* WHAT TO DO: Update the entries below by swapping every "sofa" for "couch" and leaving all else untouched.

##### DATA SUPPLIED

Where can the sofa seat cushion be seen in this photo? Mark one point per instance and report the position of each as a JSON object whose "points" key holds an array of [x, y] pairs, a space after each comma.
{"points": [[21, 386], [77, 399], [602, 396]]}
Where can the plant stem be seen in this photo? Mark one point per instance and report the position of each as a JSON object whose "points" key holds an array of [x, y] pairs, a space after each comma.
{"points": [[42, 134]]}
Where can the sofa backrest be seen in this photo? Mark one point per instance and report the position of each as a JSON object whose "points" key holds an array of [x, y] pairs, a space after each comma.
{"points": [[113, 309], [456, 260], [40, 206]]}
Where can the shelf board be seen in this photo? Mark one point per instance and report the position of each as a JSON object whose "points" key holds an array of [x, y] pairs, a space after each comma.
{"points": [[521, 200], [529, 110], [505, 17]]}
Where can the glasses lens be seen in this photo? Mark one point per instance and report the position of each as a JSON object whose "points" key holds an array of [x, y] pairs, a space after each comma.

##########

* THE RESPONSE:
Where can the couch seat cushion be seen in this photo? Mark one point per instance and report the position of each as a JSON object whose "points" key holds an array of [x, y] pairs, a space after each comma.
{"points": [[21, 386], [77, 399], [602, 396]]}
Where can the plant stem be seen in this photo? Mark one point per instance and report the position of each as a JSON object whose "points" key holds an array of [x, y] pairs, a space after each comma.
{"points": [[42, 134]]}
Where can the couch backrest be seen in this photo? Mark one point per instance and report the position of each as a JSON object whose "points" key holds an array of [x, y] pairs, a space after each comma.
{"points": [[113, 309], [456, 260], [40, 206]]}
Where can the shelf board be seen in this photo? Mark one point per instance and report the position of each as a JSON object whose "points" key holds an array of [x, y] pairs, a space after each comma.
{"points": [[521, 200], [529, 110], [505, 17]]}
Where can the glasses lens be seen in this photo? Mark one point per instance and report the position of each as a JSON object whose "points" key holds an array of [x, y] pairs, a space after each comma.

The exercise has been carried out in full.